__Work instructions__: Beginning at the line with "of the green", output each line to the end of the listing below exactly, please.

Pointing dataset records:
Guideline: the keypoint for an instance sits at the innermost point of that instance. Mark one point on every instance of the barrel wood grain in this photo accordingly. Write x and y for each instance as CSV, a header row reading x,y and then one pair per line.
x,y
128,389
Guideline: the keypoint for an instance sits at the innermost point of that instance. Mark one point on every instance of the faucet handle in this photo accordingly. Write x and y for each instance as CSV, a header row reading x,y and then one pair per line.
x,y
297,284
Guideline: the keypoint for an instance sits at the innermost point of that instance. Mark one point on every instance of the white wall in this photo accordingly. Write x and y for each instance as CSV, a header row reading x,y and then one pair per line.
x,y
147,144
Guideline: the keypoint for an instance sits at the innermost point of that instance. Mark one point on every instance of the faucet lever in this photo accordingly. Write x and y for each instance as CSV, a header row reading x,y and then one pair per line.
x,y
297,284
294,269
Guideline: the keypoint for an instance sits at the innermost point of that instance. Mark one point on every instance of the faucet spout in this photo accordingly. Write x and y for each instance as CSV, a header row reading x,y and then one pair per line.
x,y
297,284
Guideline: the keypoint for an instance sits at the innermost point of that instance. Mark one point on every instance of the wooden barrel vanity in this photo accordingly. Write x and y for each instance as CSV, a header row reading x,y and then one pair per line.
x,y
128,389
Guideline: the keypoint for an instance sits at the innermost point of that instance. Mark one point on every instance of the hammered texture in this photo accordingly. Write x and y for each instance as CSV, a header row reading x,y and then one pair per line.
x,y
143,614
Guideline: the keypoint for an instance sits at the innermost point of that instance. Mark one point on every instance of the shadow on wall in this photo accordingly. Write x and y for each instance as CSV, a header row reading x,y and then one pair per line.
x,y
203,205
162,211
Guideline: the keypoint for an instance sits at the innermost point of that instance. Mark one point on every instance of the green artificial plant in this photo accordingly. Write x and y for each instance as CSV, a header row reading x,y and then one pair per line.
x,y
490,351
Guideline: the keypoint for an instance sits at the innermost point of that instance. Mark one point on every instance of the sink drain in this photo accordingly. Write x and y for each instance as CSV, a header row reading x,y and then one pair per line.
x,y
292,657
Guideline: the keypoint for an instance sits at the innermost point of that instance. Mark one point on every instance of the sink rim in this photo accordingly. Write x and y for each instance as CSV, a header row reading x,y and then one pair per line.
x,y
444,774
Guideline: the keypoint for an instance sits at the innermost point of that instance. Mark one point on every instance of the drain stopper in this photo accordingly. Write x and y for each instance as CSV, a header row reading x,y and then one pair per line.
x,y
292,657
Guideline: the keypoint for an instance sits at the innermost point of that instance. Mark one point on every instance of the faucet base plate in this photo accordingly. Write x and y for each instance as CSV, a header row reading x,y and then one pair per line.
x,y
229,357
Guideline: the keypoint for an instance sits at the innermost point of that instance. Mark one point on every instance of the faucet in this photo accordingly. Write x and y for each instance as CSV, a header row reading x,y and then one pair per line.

__Worked answer__:
Guideline: the keypoint for an instance sits at the innermost point of that instance. Mark one point on every instance of the green artificial plant in this photo accordingly. Write x and y for each instance as CSV, a header row reading x,y and then one pair per line.
x,y
490,351
Guideline: the keypoint for an instance sits at the innermost point of that instance. Mark one point on every instance of the sink drain in this photo accordingly. Write x and y for each instance as CSV, a header row reading x,y and then one pair per line.
x,y
292,657
Guideline: the keypoint for an instance sits at the innermost point of that instance. Mark one point on every instance of the sink rim in this photo accordingly. Write x and y for each instance as CSV, a header row reading x,y and then one pair per line.
x,y
444,774
Guideline: the keypoint for an instance sits at the innermost point of that instance. Mark one point on every instance of the drain stopper in this photo accordingly. Write x and y for each instance as CSV, a header row reading x,y and then one pair per line.
x,y
292,657
Guideline: the keypoint for an instance sits at the innermost point of that instance. Mark one point on every instance of the faucet base plate in this photo accordingly. Write x and y for each instance as CSV, a header row reading x,y and then one pair per line.
x,y
229,357
Guideline: the keypoint for an instance sits at the innermost point of that instance. Mark one point on every instance of the faucet in this photo accordingly. Write x and y for each instance as CSV, a header row reading x,y and then one pair per line.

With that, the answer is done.